■ **WRITTEN INSTRUCTION**
Repeat every record below exactly as it appears.

■ **STORED ROWS**

----

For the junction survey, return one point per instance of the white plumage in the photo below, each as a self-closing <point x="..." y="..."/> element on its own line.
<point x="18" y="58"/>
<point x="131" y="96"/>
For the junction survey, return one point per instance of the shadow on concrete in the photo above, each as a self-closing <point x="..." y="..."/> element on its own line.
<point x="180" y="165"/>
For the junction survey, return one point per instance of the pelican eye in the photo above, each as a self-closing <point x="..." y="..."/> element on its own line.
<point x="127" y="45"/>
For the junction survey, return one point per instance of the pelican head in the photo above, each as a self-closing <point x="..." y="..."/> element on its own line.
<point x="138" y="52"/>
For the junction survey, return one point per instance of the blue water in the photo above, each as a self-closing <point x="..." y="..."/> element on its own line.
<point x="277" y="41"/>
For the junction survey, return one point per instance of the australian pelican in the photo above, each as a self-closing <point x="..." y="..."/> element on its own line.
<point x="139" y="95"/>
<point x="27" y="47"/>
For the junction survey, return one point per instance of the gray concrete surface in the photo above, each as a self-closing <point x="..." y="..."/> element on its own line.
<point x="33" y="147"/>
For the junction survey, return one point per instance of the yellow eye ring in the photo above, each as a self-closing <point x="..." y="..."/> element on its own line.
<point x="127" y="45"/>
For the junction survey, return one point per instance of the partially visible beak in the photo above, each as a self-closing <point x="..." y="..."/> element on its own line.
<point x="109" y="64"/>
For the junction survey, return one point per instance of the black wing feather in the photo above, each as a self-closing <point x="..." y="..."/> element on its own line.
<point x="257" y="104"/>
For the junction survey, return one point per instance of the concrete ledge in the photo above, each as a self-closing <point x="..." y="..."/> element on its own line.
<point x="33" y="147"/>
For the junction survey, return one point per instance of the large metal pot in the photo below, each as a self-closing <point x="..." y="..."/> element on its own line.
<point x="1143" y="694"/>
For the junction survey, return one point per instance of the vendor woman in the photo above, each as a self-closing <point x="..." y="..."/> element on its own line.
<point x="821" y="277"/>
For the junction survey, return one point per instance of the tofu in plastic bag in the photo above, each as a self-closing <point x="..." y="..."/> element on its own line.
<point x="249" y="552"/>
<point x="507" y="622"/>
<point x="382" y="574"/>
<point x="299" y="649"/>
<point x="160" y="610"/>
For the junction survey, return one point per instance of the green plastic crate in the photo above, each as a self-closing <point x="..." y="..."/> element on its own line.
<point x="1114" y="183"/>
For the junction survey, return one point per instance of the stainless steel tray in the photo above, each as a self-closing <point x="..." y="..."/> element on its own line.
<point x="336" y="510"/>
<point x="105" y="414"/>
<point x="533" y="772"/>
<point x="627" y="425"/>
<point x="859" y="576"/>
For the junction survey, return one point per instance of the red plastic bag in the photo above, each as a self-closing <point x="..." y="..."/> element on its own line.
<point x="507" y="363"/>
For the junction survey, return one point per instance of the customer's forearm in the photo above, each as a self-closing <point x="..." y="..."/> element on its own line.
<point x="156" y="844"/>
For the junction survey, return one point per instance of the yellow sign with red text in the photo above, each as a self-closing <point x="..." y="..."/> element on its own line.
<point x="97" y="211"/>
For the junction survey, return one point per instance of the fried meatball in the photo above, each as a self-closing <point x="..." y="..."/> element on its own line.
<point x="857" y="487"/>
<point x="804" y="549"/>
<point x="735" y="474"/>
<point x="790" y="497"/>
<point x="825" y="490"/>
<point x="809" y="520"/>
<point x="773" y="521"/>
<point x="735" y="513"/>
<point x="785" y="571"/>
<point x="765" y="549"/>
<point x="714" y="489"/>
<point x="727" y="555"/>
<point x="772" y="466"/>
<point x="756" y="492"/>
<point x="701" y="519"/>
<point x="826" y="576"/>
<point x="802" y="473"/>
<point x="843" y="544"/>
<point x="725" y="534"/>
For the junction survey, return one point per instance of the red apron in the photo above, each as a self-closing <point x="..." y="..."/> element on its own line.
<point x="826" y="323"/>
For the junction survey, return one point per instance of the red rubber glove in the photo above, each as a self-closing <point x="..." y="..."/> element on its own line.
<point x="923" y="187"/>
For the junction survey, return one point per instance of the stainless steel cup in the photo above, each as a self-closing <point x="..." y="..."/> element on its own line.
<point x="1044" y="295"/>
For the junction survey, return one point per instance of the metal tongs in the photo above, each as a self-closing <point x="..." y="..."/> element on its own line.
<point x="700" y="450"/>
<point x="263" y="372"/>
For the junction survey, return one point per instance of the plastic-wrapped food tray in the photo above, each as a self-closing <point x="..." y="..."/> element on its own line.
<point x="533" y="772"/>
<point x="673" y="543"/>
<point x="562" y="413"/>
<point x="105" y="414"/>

----

■ **RESPONSE TO THIS TASK**
For the junction survey, return one point per instance of the white plumage in the photo below, each as a self-closing <point x="..." y="..."/> element on its own line.
<point x="18" y="58"/>
<point x="131" y="96"/>
For the junction survey, return one point per instance of the shadow on concrete in the photo above, each as a self-closing <point x="..." y="..."/> element on its own line.
<point x="180" y="165"/>
For the junction survey, return one point per instance of the pelican eye in the photo above, each as a self-closing <point x="..." y="..."/> element on its own line.
<point x="127" y="45"/>
For the junction survey, return one point per instance of the pelican head in the photo above, each as a self-closing <point x="..." y="..."/> element on its own line.
<point x="138" y="52"/>
For the junction survey, return one point per instance of the blue water in the photo above, each as a self-closing <point x="..." y="..."/> element on its own line.
<point x="277" y="41"/>
For the junction survey, return one point per instance of the australian pelican in the photo above, each as a self-closing <point x="..." y="..."/> element on its own line.
<point x="139" y="95"/>
<point x="27" y="47"/>
For the junction survey, return one point per instance of the gray concrete surface in the photo above, each as a self-closing <point x="..." y="..."/> element on its own line.
<point x="33" y="147"/>
For the junction survey, return one point per instance of the yellow eye ring in the photo above, each as a self-closing <point x="..." y="..."/> element on its own line.
<point x="127" y="45"/>
For the junction survey, return one point per instance of the partially visible beak in the photo above, each as a self-closing <point x="..." y="..."/> element on its own line.
<point x="109" y="64"/>
For the junction survey, return one point per instance of the black wing feather in the photo above, each as a self-closing <point x="..." y="..."/> element on its own line.
<point x="257" y="104"/>
For the junction survey, return one point per instance of the concrete ledge in the photo above, each as a self-closing <point x="..." y="..."/> element on its own line.
<point x="33" y="147"/>
For the junction survey, return one point per instance of the large metal pot in the photo below, each as a self-closing <point x="..." y="..."/> element on its own line.
<point x="1143" y="694"/>
For the junction survey, return one point per instance of the vendor woman in the photo above, each as a self-closing <point x="..." y="..."/> element on its own line.
<point x="821" y="277"/>
For the junction survey, return one point per instance of the tofu in plastic bag in the photo above, each as a self-closing <point x="..." y="..."/> element on its own line.
<point x="249" y="552"/>
<point x="507" y="622"/>
<point x="382" y="574"/>
<point x="299" y="649"/>
<point x="160" y="610"/>
For the junction survey, return one point per instance of the green plastic crate in the photo above, each as a self-closing <point x="..." y="..."/> element on its own line.
<point x="1114" y="183"/>
For the junction survey, return one point per instance of the stainless steel tray in the photo above, each as a self-closing <point x="..." y="..."/> element on its own line.
<point x="336" y="510"/>
<point x="105" y="414"/>
<point x="533" y="772"/>
<point x="627" y="425"/>
<point x="859" y="576"/>
For the junction survey, return one point per instance of the red plastic bag in the photo above, each as a self-closing <point x="..." y="..."/> element on its own line.
<point x="507" y="363"/>
For the junction survey, return one point per instance of the customer's forearm in the photo above, each as a self-closing <point x="..." y="..."/> element on its own line.
<point x="156" y="844"/>
For the junction survey, return one point per instance of the yellow sign with red text in the photo above, each as a self-closing <point x="..." y="..."/> element on its own line.
<point x="97" y="211"/>
For the junction survey, return one point per instance of the fried meatball in the photo above, each as a self-closing <point x="..." y="..."/> element on its own line.
<point x="857" y="487"/>
<point x="804" y="549"/>
<point x="735" y="474"/>
<point x="790" y="497"/>
<point x="825" y="490"/>
<point x="809" y="520"/>
<point x="773" y="521"/>
<point x="735" y="513"/>
<point x="785" y="571"/>
<point x="765" y="549"/>
<point x="714" y="489"/>
<point x="727" y="555"/>
<point x="772" y="466"/>
<point x="756" y="492"/>
<point x="701" y="519"/>
<point x="826" y="576"/>
<point x="802" y="473"/>
<point x="843" y="544"/>
<point x="725" y="534"/>
For the junction survey, return one point per instance of the red apron in the photo above, each as a self-closing <point x="..." y="..."/> element on its own line.
<point x="826" y="323"/>
For the junction survey, return one point per instance of the red rubber glove in the photo above, each as a self-closing <point x="..." y="..."/> element on its own line.
<point x="923" y="187"/>
For the junction survey, return one point per instance of the stainless steel cup in the photo above, each as a self-closing <point x="..." y="..."/> element on its own line.
<point x="1044" y="295"/>
For the junction survey, return one point per instance of the metal tongs in the photo above, each as a self-closing <point x="..." y="..."/> element on its own line.
<point x="700" y="450"/>
<point x="263" y="372"/>
For the junction survey, return one point per instance of the plastic-wrapped food tray in the photo above, each as a self-closing <point x="..." y="..."/> element on its own line.
<point x="533" y="772"/>
<point x="673" y="543"/>
<point x="562" y="413"/>
<point x="105" y="414"/>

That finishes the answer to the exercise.